Image-grounded pointing data:

+--

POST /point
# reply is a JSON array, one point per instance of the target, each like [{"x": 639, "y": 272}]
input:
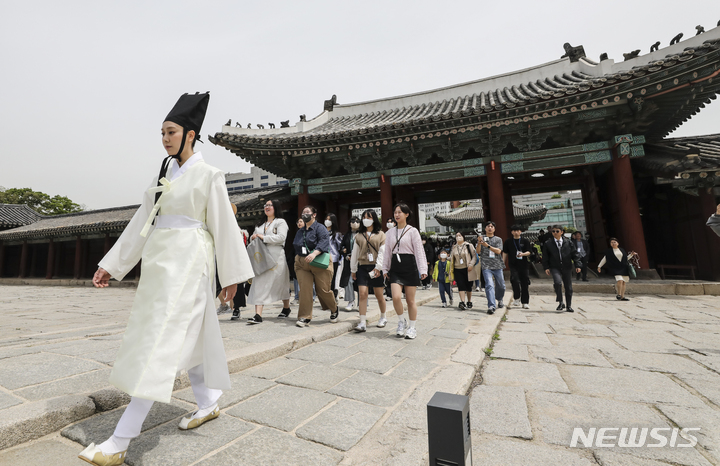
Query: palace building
[{"x": 570, "y": 124}]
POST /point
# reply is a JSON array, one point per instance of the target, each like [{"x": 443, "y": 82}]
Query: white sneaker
[{"x": 401, "y": 327}]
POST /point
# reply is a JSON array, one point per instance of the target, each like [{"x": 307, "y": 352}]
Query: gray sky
[{"x": 85, "y": 84}]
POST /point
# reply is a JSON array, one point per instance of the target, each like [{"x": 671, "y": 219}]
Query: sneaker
[
  {"x": 401, "y": 327},
  {"x": 303, "y": 322}
]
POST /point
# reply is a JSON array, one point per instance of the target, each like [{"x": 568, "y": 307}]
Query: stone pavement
[
  {"x": 649, "y": 362},
  {"x": 322, "y": 395}
]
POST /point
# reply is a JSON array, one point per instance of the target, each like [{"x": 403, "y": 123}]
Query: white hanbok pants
[{"x": 132, "y": 419}]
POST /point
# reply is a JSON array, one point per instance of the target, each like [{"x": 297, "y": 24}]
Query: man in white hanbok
[{"x": 173, "y": 325}]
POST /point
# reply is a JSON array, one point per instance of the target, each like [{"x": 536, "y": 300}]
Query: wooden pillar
[
  {"x": 51, "y": 259},
  {"x": 23, "y": 260},
  {"x": 107, "y": 245},
  {"x": 78, "y": 257},
  {"x": 708, "y": 206},
  {"x": 628, "y": 208},
  {"x": 496, "y": 194},
  {"x": 386, "y": 201}
]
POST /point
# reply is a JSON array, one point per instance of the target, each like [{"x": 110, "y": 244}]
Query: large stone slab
[
  {"x": 628, "y": 385},
  {"x": 282, "y": 407},
  {"x": 275, "y": 368},
  {"x": 317, "y": 376},
  {"x": 371, "y": 362},
  {"x": 39, "y": 453},
  {"x": 413, "y": 370},
  {"x": 557, "y": 415},
  {"x": 271, "y": 447},
  {"x": 342, "y": 425},
  {"x": 530, "y": 376},
  {"x": 503, "y": 350},
  {"x": 169, "y": 446},
  {"x": 706, "y": 420},
  {"x": 242, "y": 388},
  {"x": 7, "y": 400},
  {"x": 500, "y": 411},
  {"x": 99, "y": 428},
  {"x": 32, "y": 369},
  {"x": 373, "y": 388},
  {"x": 322, "y": 353},
  {"x": 83, "y": 383},
  {"x": 579, "y": 356},
  {"x": 29, "y": 421},
  {"x": 523, "y": 453}
]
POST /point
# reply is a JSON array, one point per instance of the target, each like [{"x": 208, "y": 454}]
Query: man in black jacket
[
  {"x": 583, "y": 249},
  {"x": 559, "y": 256}
]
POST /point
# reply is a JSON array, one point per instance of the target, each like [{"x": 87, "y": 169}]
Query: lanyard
[{"x": 397, "y": 243}]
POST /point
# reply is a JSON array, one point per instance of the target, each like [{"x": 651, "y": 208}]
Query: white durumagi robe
[
  {"x": 173, "y": 324},
  {"x": 273, "y": 285}
]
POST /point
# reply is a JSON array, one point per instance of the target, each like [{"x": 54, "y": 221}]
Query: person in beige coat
[{"x": 463, "y": 259}]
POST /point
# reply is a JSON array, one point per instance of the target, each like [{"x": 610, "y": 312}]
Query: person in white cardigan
[{"x": 272, "y": 285}]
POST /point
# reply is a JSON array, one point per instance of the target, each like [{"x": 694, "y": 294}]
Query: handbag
[
  {"x": 260, "y": 257},
  {"x": 322, "y": 261},
  {"x": 631, "y": 271}
]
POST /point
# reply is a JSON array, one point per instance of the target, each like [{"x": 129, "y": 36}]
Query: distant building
[
  {"x": 564, "y": 208},
  {"x": 257, "y": 178}
]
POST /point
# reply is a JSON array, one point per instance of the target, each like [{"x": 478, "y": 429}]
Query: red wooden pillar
[
  {"x": 497, "y": 201},
  {"x": 78, "y": 257},
  {"x": 23, "y": 260},
  {"x": 385, "y": 200},
  {"x": 628, "y": 208},
  {"x": 2, "y": 258},
  {"x": 51, "y": 259},
  {"x": 107, "y": 245},
  {"x": 708, "y": 206}
]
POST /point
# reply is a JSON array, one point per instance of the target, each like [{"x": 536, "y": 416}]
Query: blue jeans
[
  {"x": 494, "y": 289},
  {"x": 445, "y": 288}
]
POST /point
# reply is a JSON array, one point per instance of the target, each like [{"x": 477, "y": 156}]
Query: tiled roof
[
  {"x": 15, "y": 215},
  {"x": 115, "y": 219},
  {"x": 557, "y": 79},
  {"x": 678, "y": 155},
  {"x": 475, "y": 214}
]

+--

_Task directions_: Your copy should match the data exactly, apart from the images, which are dropped.

_Finished exercise_:
POST /point
# reply is a JSON array, one point per instance of the target, each like [{"x": 639, "y": 272}]
input:
Query: palace building
[{"x": 570, "y": 124}]
POST /point
# reply is a JSON array, one point per instance of the target, each like [{"x": 443, "y": 82}]
Query: white sneaker
[{"x": 401, "y": 327}]
POST /point
# reply is a JSON array, one point per instance of the target, each like [{"x": 307, "y": 352}]
Query: gray sky
[{"x": 85, "y": 84}]
POST /point
# reply is a JSON array, one point per instance of the target, each like [{"x": 671, "y": 219}]
Query: sneaker
[
  {"x": 401, "y": 327},
  {"x": 303, "y": 322}
]
POST /point
# reply is a JSON array, one point per instance of the target, each like [{"x": 568, "y": 307}]
Query: stone pavement
[
  {"x": 649, "y": 362},
  {"x": 322, "y": 395}
]
POST /point
# reply is a JSON array, one point per instance of the target, each like [{"x": 403, "y": 123}]
Query: white hanbok pants
[{"x": 132, "y": 419}]
POST /point
# reply is a JSON array, one point per instance of the target, each like [{"x": 297, "y": 24}]
Query: man in white hanbok
[{"x": 173, "y": 325}]
POST /point
# reply is a JSON array, one point per instance of the target, each like [{"x": 536, "y": 300}]
Query: wooden pillar
[
  {"x": 51, "y": 259},
  {"x": 23, "y": 260},
  {"x": 107, "y": 245},
  {"x": 78, "y": 257},
  {"x": 708, "y": 206},
  {"x": 628, "y": 208},
  {"x": 496, "y": 194},
  {"x": 386, "y": 201}
]
POST /point
# reply is a JSON array, one point per instance of the target, each like [{"x": 110, "y": 244}]
Query: large stone slab
[
  {"x": 628, "y": 385},
  {"x": 282, "y": 407},
  {"x": 275, "y": 368},
  {"x": 317, "y": 376},
  {"x": 371, "y": 362},
  {"x": 39, "y": 453},
  {"x": 413, "y": 370},
  {"x": 557, "y": 415},
  {"x": 271, "y": 447},
  {"x": 342, "y": 425},
  {"x": 530, "y": 376},
  {"x": 503, "y": 350},
  {"x": 169, "y": 446},
  {"x": 706, "y": 420},
  {"x": 242, "y": 388},
  {"x": 7, "y": 400},
  {"x": 500, "y": 411},
  {"x": 99, "y": 428},
  {"x": 32, "y": 369},
  {"x": 373, "y": 388},
  {"x": 322, "y": 353},
  {"x": 83, "y": 383},
  {"x": 579, "y": 356},
  {"x": 29, "y": 421},
  {"x": 523, "y": 453}
]
POST /point
# reply is a JSON array, one point per instance of the target, each like [{"x": 208, "y": 454}]
Query: man in black jacket
[
  {"x": 583, "y": 249},
  {"x": 559, "y": 256}
]
POST /point
# reply is a JSON array, one point per instance of the target, each like [{"x": 87, "y": 169}]
Query: lanyard
[{"x": 397, "y": 243}]
POST /point
# reply is a JSON array, one point per instance of the target, each like [{"x": 651, "y": 208}]
Query: white durumagi robe
[
  {"x": 173, "y": 324},
  {"x": 273, "y": 285}
]
POST /point
# reply is a JSON array, one point per instance of the target, each like [{"x": 54, "y": 221}]
Query: person in beige coat
[{"x": 463, "y": 259}]
POST /point
# reply is a JSON array, one point per instance of the target, each like [{"x": 610, "y": 312}]
Query: person in white cardigan
[{"x": 272, "y": 285}]
POST /point
# reply is a JSON array, one point per instance of the target, each like [{"x": 694, "y": 294}]
Query: handbag
[
  {"x": 260, "y": 257},
  {"x": 322, "y": 261},
  {"x": 631, "y": 271}
]
POST /point
# reply is a JSON array, one point per instance of the target, each like [{"x": 129, "y": 36}]
Query: distant building
[
  {"x": 564, "y": 208},
  {"x": 257, "y": 178}
]
POST /point
# reply is a JSON array, one point per instance of the target, each like [{"x": 478, "y": 429}]
Query: red wooden pillar
[
  {"x": 497, "y": 201},
  {"x": 78, "y": 257},
  {"x": 23, "y": 260},
  {"x": 385, "y": 200},
  {"x": 628, "y": 208},
  {"x": 2, "y": 258},
  {"x": 51, "y": 259},
  {"x": 107, "y": 245},
  {"x": 708, "y": 206}
]
POST /point
# reply is a JSON array, one point per instance of the target, each like [{"x": 536, "y": 416}]
Query: blue jeans
[
  {"x": 494, "y": 289},
  {"x": 445, "y": 288}
]
POST /point
# reply is a JSON array, one point per instance of the target, each like [{"x": 477, "y": 156}]
Query: tiled roof
[
  {"x": 15, "y": 215},
  {"x": 115, "y": 219},
  {"x": 557, "y": 79},
  {"x": 678, "y": 155},
  {"x": 475, "y": 214}
]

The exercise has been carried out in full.